Data listing:
^^^^
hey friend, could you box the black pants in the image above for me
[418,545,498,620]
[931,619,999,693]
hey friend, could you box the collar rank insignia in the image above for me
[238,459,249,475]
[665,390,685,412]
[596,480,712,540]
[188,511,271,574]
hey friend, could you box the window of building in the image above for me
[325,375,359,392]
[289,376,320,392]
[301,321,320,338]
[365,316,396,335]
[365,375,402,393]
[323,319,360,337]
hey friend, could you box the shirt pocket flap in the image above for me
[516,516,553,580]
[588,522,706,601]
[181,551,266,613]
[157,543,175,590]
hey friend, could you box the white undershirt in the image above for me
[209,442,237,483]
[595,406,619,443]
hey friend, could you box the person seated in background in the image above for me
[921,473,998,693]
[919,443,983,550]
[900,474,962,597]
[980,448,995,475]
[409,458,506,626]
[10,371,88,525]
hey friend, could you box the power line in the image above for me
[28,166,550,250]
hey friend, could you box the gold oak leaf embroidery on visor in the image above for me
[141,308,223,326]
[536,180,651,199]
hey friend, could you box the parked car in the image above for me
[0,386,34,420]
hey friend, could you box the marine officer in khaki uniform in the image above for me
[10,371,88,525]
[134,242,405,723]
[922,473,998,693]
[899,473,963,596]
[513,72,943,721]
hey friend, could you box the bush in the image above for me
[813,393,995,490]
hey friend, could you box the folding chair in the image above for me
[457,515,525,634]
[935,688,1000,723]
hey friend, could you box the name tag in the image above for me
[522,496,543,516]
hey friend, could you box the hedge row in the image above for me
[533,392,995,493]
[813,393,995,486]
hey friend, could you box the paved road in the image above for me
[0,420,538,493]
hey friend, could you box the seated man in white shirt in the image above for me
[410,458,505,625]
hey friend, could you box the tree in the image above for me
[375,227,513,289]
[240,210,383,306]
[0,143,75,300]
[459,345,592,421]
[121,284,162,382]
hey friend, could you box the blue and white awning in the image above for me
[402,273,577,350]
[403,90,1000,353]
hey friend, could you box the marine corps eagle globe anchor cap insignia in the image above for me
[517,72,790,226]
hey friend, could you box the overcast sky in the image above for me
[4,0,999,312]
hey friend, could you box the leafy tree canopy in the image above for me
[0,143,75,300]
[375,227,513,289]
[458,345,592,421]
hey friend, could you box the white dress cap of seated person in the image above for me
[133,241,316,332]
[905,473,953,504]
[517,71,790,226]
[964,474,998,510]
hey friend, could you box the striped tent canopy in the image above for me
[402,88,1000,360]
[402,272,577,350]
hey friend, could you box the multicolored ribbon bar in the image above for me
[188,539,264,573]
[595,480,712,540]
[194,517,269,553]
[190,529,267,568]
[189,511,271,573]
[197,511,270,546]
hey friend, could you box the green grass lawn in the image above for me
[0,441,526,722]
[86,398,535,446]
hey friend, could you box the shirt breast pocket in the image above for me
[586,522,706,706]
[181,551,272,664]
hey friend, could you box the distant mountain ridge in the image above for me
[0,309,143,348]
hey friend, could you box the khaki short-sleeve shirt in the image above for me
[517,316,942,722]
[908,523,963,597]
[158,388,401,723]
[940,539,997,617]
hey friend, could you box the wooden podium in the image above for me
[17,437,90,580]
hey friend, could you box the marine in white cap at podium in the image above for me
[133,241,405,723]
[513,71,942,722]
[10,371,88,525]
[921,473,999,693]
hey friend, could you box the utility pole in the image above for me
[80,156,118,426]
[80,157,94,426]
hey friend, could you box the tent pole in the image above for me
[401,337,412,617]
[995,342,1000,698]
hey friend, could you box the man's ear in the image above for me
^^^^
What is required:
Beginning with the line that holds "hey friend, could you box the marine in" and ending with the last line of the material, output each line exactly and nothing beyond them.

Output of the task:
hey friend, could you box the marine in white cap at podium in the image above for me
[133,241,405,723]
[513,71,942,722]
[10,371,88,525]
[921,473,999,693]
hey friend, could you box the utility pole in the image above for me
[80,156,118,426]
[80,157,94,426]
hey friend, could you box the tent pole in the image above for me
[401,337,412,617]
[995,342,1000,698]
hey friend, could you box the man's ear in the image above for me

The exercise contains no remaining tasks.